• **What the exercise asks**
Every line of the material that includes the word "below" is to be shown.
--
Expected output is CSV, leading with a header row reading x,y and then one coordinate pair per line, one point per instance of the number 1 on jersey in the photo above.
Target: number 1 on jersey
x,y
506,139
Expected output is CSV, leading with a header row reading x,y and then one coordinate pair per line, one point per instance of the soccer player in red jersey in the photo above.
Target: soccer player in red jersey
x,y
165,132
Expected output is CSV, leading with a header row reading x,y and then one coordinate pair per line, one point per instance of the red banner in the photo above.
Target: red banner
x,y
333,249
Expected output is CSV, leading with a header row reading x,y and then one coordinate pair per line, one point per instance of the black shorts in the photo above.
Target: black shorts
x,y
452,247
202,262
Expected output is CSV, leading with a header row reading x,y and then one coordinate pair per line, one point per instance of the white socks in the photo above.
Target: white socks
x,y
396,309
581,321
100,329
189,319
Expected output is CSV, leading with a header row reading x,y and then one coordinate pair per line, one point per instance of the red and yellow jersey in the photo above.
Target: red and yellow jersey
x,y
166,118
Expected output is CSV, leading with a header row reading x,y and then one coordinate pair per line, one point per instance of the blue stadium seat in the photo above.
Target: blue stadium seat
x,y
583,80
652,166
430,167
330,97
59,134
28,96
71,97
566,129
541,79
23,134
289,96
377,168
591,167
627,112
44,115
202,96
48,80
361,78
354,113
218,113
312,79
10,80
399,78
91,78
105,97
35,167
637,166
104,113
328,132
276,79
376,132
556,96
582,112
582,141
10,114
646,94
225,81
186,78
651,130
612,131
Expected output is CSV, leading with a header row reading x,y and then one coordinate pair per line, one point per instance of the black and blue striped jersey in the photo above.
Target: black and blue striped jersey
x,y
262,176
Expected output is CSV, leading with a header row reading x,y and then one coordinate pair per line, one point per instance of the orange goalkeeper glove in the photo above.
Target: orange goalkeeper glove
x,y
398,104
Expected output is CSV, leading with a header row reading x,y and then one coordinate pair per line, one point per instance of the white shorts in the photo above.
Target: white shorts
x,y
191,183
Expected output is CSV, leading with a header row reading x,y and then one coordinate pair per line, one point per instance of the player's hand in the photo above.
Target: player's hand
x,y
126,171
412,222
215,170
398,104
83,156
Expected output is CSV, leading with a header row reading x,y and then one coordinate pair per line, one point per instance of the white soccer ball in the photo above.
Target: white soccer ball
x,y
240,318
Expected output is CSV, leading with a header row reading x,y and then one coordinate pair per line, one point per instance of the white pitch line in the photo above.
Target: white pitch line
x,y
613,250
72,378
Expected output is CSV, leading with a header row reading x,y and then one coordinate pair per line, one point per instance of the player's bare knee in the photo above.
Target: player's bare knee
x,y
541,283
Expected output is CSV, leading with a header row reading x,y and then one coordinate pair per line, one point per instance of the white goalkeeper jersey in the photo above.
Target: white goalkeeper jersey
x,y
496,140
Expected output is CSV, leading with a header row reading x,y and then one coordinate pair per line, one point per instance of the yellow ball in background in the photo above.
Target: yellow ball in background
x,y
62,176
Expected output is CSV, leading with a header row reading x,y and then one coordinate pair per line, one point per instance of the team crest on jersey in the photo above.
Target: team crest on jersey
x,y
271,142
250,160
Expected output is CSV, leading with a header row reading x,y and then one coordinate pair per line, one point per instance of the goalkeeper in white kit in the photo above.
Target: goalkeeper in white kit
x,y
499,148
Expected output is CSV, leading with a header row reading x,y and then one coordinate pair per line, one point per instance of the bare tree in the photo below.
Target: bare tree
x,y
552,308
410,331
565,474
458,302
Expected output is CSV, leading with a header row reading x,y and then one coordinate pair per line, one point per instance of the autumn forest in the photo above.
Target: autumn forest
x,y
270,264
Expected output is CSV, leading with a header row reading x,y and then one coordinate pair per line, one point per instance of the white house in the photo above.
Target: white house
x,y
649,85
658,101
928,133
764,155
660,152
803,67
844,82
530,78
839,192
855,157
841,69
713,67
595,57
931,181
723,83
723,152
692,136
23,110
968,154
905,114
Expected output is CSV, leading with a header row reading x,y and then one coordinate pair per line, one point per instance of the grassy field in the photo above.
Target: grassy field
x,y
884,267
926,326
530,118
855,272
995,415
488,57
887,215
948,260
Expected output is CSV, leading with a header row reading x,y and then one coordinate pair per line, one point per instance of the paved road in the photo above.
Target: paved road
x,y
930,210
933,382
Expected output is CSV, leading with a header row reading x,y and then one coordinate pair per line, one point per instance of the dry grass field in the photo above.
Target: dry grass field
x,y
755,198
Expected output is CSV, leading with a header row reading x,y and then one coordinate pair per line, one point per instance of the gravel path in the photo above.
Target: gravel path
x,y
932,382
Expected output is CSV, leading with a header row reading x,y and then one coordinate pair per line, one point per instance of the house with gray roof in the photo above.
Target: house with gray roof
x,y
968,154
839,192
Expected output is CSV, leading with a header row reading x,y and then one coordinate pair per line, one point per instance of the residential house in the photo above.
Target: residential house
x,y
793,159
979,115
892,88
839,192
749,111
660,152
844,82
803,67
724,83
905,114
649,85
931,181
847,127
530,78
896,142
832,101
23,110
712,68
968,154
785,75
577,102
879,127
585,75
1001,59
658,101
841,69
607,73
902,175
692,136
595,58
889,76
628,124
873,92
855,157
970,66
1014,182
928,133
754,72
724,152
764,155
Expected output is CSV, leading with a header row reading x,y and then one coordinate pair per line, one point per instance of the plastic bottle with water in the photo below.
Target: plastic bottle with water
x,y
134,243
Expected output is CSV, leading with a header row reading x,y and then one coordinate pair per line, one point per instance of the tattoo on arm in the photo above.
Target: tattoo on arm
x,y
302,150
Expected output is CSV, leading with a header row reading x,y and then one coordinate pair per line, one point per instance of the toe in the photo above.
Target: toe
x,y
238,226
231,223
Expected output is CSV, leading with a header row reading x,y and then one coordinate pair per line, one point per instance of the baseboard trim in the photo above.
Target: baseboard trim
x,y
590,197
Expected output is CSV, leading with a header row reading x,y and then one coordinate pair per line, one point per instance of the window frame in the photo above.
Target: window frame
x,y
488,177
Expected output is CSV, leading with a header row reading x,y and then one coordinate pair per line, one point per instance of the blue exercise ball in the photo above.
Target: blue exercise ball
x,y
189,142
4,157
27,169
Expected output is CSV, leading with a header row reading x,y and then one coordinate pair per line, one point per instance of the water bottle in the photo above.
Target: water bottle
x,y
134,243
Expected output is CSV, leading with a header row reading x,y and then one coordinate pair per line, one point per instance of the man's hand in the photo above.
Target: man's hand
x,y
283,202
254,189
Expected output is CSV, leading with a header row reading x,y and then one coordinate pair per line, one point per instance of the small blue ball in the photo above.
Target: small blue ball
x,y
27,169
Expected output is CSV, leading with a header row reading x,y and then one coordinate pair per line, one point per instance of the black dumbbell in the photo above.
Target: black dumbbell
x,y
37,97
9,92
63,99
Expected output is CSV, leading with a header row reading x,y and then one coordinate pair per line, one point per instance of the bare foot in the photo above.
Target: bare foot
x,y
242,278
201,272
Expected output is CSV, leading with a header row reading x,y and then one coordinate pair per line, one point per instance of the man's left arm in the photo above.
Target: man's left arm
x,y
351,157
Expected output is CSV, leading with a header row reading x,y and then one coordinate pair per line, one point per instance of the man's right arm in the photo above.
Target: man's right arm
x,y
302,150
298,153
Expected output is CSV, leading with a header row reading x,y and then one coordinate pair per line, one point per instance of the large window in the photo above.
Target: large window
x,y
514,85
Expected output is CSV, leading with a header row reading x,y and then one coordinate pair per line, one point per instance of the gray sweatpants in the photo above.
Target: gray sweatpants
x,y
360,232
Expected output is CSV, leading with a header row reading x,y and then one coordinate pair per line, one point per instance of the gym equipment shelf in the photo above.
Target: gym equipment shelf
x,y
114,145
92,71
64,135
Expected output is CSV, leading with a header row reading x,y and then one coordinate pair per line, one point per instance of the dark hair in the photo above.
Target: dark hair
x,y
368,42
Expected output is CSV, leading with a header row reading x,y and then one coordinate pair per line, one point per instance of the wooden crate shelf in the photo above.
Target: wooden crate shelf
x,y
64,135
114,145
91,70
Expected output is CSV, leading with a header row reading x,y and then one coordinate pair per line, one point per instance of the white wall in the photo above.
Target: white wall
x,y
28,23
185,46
--
• **Written answer**
Expected output is CSV, leading with a header row reading x,y and then one coordinate pair per line, one point per instance of the bare tree in the photo below.
Expected output is CSV, leading with a header row reading x,y and then one coordinate pair per line, one point per instance of the plastic bottle with water in the photo below.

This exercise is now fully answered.